Aim —
Answer these questions from the text on empathetic storytelling:
1. In what year did the Carnegie Mellon University study take place?
2. How much did participants who were told the personal story give compared with those who read the number-heavy request?
3. Who, writing in Harvard Business Review, says that effective storytelling forges bonds between listeners based on shared ideas?

Page —
-=-=-=-=-

In 2004, a Carnegie Mellon University study looked at the impact of empathetic storytelling. They studied participants who received two different kinds of donation requests from the well-known nonprofit Save the Children, an organization that aims to promote all children’s rights and provide support around the globe to uphold them.
The first request used a number-heavy approach: “Donate $25 and feed a child for a month. Just under a dollar a day will feed this starving child.” The second took a more narrative, storytelling approach where they profiled the children and told the story of their suffering. The participants who were told the personal story gave more than double the amount of those who read the number-heavy request.
I’m certainly not surprised by the study’s outcome. Research has shown that empathy affects our thinking and stories about real people that make us actually “feel” are the best way to motivate us into action. In Mean People Suck, I take this concept a step farther and explore the ways empathetic storytelling can actually transform our personal and professional lives.
What makes storytelling so effective
According to Vanessa Boris in Harvard Business Review, effective storytelling forges bonds between the listeners based on shared ideas. Those shared ideas create the bonds that define our culture, our values, and our shared history. Numbers may provide the most accurate insights, but sobering statistics and percentages aren’t always the best way to show us what’s at stake. It’s human nature to feel for others.

-=-=-=-=-

Extracted material —
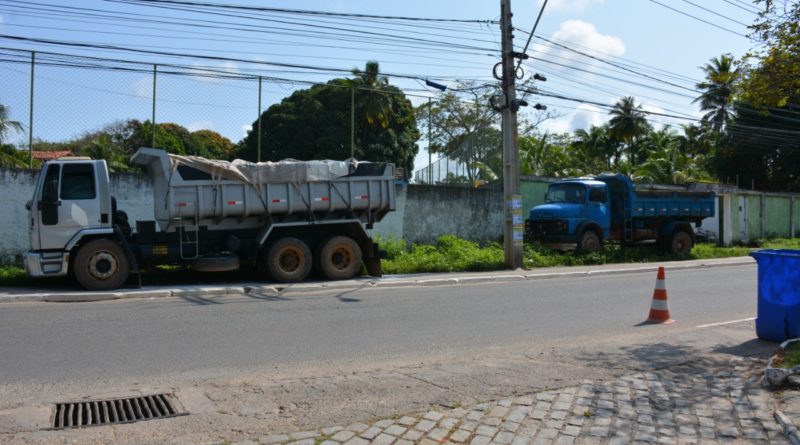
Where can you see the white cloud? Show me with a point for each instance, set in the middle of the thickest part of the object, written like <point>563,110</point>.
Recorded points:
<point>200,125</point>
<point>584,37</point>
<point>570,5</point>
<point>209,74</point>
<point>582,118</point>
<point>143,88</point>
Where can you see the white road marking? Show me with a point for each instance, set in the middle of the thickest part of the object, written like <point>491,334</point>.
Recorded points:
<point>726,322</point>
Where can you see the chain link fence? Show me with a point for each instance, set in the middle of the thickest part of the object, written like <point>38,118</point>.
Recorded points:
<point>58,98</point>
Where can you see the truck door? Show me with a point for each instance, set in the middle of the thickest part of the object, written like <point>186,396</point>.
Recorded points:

-=-=-=-=-

Final answer —
1. 2004
2. More than double the amount
3. Vanessa Boris